:: DATA PROVIDED ::
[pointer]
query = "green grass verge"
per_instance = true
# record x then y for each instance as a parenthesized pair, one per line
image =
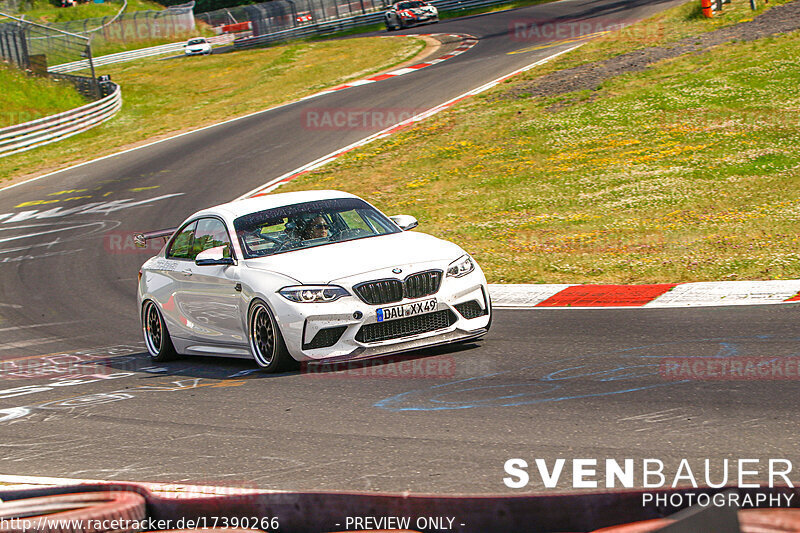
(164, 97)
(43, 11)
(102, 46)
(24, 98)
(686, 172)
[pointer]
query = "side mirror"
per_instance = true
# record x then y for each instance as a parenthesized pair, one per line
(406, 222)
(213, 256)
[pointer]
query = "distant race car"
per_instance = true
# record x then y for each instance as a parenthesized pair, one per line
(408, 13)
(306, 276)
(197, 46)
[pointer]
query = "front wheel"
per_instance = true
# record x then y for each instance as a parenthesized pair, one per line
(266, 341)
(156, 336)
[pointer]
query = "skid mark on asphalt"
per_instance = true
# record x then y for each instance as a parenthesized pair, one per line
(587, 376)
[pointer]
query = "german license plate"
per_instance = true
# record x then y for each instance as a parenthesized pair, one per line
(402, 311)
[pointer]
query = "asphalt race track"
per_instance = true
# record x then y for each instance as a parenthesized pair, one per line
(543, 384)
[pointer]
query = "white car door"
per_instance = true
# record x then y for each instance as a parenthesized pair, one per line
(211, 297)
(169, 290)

:: TASK STATEMENT ::
Rewrite all the items above with every occurrence of "parenthesized pair" changed to "bracketed pair" and everything else left as it is. Leave the pictures out of your answer.

:: ANSWER TO THIS EXERCISE ::
[pointer]
query = "green grass verge"
per_instance = true
# record x then y for each instance as a bracketed pair, one per line
image =
(164, 97)
(43, 11)
(102, 46)
(24, 98)
(686, 172)
[pointer]
query = "side mirror"
per_instance = true
# record x then y for each instance as a bracketed pair, one per line
(406, 222)
(213, 256)
[pointer]
query = "distant race car"
per_instance = true
# record x then y for each instance as a bracketed pair, one per line
(408, 13)
(306, 276)
(197, 46)
[pointer]
query = "front wheel"
per_instance = true
# record x then y for each instance as a bracketed pair, one per line
(266, 341)
(156, 336)
[pointer]
query = "skid mark on asphalt"
per_instance = true
# record x then y for each instance as a bracketed pair, one per line
(587, 376)
[pointer]
query = "german license plate"
per_instance = true
# record x then y for each instance as a bracketed pair, one per line
(402, 311)
[pointer]
query = "asphalt race track"
per_instance = true
# record x then y for each instance as a bracketed pair, one per line
(543, 384)
[pointer]
query = "white car door"
per_instance = true
# record x then y for each instance as a bracketed pair, one per line
(211, 297)
(169, 290)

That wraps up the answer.